* Your tasks
[1] Using the Cloth Tales passage, explain in one to three sentences why the writer wore her pastor's wife's veil on her wedding day.
[2] Write out the Cloth Tales passage word for word from "Nothing brings your" up to and including "back to Maine.".
[3] According to the Cloth Tales passage, who made the writer's wedding gown?

* Passage
— start —
Cloth Tales

After spending much time with my sister cleaning out our mom's attic in upper 90-degree heat, I have learned a few things.  One is that no one should ever try to clean out an attic in upper 90-degree heat with a mask, gloves, hat, and a disposable coverall from Home Depot originally made for a 7-foot man with legs that are 4 feet long.  The second is that some of the most precious memories have involved clothes.

Nothing brings your memory back to past times as holding a piece of clothing.  A lot of the clothing we found in the attic was not preserved correctly, so it had to be thrown out, unfortunately.  But on the other hand, we found some things in good condition.

We found my bridal veil, for instance. This was not an expensive designer veil.  It was a very simple, short veil that my pastor's wife gave me for our wedding day in 1974.  (She had worn it in her own wedding.)  My gown had been made by a gracious lady who attended our church, and as I had no veil, my pastor's wife let me use hers.  I am definitely taking that back to Maine.
— end —
* Dataset rows
— start —
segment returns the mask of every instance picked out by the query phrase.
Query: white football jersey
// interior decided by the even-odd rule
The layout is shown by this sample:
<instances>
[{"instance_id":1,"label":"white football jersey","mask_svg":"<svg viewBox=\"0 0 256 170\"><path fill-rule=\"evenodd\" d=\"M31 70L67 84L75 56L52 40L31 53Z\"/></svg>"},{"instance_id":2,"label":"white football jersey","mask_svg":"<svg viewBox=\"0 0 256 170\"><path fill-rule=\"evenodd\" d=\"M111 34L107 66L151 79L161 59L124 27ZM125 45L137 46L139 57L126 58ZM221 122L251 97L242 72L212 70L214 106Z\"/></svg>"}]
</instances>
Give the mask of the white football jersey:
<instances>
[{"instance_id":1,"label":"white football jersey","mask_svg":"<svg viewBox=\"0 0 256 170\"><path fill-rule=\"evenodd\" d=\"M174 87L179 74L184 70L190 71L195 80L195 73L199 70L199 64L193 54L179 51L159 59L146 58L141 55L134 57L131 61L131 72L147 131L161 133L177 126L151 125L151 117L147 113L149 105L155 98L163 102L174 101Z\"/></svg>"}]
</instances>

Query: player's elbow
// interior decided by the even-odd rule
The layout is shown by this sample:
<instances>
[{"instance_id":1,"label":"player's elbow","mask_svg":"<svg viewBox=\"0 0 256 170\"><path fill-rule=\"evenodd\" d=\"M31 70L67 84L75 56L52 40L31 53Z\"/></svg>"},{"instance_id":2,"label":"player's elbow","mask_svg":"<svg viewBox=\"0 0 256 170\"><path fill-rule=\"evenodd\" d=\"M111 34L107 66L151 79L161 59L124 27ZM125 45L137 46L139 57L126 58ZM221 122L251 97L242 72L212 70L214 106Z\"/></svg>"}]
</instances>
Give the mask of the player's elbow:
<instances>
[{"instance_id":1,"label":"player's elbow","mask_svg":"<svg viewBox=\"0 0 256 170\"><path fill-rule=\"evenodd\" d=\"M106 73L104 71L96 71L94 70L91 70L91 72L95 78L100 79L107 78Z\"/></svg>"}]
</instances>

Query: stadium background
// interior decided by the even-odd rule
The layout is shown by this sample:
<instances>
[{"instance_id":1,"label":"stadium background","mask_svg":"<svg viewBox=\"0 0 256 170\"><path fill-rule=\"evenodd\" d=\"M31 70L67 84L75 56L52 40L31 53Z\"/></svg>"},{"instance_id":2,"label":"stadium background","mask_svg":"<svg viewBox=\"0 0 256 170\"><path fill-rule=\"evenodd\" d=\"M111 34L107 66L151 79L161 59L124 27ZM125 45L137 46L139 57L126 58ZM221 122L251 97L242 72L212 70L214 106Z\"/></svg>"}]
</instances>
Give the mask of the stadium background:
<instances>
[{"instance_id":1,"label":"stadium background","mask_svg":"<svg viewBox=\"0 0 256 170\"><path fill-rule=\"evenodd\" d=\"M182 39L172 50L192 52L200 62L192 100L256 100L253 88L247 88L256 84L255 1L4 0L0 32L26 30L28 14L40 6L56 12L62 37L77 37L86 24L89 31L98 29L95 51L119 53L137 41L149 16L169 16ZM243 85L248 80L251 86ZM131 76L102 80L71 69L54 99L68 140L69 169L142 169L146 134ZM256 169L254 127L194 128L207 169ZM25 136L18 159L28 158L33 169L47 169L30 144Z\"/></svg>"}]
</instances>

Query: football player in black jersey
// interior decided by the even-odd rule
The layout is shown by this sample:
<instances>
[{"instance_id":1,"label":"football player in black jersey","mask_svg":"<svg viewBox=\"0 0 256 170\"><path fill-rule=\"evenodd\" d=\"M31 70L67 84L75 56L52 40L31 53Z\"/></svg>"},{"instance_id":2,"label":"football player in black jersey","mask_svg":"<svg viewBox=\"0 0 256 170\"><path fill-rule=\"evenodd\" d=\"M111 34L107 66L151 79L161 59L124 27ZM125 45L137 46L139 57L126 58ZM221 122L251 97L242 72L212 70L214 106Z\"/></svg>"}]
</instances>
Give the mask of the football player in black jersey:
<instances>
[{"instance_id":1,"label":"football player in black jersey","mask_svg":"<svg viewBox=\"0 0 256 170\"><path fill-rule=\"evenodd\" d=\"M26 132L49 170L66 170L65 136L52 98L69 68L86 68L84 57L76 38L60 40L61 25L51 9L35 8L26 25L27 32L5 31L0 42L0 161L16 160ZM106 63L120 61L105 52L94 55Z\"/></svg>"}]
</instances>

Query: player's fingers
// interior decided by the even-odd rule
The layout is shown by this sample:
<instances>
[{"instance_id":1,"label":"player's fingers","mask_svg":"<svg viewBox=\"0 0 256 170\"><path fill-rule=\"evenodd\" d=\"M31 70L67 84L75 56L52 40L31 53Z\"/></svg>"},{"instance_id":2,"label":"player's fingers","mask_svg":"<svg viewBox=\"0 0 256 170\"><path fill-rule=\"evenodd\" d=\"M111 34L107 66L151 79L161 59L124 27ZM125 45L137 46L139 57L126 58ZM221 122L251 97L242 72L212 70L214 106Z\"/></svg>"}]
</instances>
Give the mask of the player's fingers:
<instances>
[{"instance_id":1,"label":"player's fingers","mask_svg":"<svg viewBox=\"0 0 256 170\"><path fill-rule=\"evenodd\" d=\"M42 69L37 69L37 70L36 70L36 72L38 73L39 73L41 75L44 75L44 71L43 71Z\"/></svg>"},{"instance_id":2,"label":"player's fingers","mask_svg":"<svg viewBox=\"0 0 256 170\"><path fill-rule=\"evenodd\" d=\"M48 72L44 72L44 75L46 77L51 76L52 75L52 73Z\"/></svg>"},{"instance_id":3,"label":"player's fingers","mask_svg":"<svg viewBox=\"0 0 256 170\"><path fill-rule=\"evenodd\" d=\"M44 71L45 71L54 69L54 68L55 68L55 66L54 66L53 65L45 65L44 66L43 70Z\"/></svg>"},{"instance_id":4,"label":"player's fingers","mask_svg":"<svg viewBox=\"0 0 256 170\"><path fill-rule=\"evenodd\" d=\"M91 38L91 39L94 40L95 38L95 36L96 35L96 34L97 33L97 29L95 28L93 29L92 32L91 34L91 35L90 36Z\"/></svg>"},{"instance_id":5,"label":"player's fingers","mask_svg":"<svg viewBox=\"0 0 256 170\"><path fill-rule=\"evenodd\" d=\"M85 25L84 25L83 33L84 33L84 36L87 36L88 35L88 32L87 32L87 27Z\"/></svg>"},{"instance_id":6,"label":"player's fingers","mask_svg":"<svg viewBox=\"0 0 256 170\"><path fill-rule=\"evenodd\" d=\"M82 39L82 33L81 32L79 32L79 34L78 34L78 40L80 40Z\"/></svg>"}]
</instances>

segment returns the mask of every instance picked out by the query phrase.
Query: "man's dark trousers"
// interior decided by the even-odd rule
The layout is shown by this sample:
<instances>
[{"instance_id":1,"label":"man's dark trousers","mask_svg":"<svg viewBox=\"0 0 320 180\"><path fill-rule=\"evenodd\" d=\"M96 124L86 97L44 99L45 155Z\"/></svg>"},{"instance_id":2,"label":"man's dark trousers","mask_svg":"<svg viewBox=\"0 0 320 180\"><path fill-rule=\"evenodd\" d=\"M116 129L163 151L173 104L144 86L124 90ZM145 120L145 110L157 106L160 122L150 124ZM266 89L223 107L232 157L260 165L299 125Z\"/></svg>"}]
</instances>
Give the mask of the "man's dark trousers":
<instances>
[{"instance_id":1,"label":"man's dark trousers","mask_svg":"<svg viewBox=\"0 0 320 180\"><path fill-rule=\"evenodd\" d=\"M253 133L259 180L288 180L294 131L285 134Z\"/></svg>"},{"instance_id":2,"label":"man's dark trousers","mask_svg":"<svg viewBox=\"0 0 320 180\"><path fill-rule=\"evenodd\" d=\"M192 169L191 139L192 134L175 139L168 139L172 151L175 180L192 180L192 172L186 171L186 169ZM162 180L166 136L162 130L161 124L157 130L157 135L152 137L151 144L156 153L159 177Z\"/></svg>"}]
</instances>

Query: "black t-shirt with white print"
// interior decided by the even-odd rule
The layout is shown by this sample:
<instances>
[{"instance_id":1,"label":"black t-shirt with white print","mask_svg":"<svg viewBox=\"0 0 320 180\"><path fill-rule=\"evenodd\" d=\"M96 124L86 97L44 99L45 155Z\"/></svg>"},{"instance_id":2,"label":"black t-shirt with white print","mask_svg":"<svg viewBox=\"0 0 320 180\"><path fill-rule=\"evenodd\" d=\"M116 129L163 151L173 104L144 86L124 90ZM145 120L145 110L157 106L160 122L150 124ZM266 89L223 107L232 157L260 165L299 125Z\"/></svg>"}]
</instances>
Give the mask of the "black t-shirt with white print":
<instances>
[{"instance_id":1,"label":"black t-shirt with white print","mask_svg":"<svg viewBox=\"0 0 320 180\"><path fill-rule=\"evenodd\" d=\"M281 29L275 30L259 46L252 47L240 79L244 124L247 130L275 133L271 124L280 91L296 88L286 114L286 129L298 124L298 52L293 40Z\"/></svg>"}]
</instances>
— end —
* The results
[1] The writer had no veil of her own, so her pastor's wife let her use hers. It was a simple, short veil that the pastor's wife had worn at her own wedding.

[2]
Nothing brings your memory back to past times as holding a piece of clothing.  A lot of the clothing we found in the attic was not preserved correctly, so it had to be thrown out, unfortunately.  But on the other hand, we found some things in good condition.

We found my bridal veil, for instance. This was not an expensive designer veil.  It was a very simple, short veil that my pastor's wife gave me for our wedding day in 1974.  (She had worn it in her own wedding.)  My gown had been made by a gracious lady who attended our church, and as I had no veil, my pastor's wife let me use hers.  I am definitely taking that back to Maine.

[3] A gracious lady who attended the writer's church made the gown.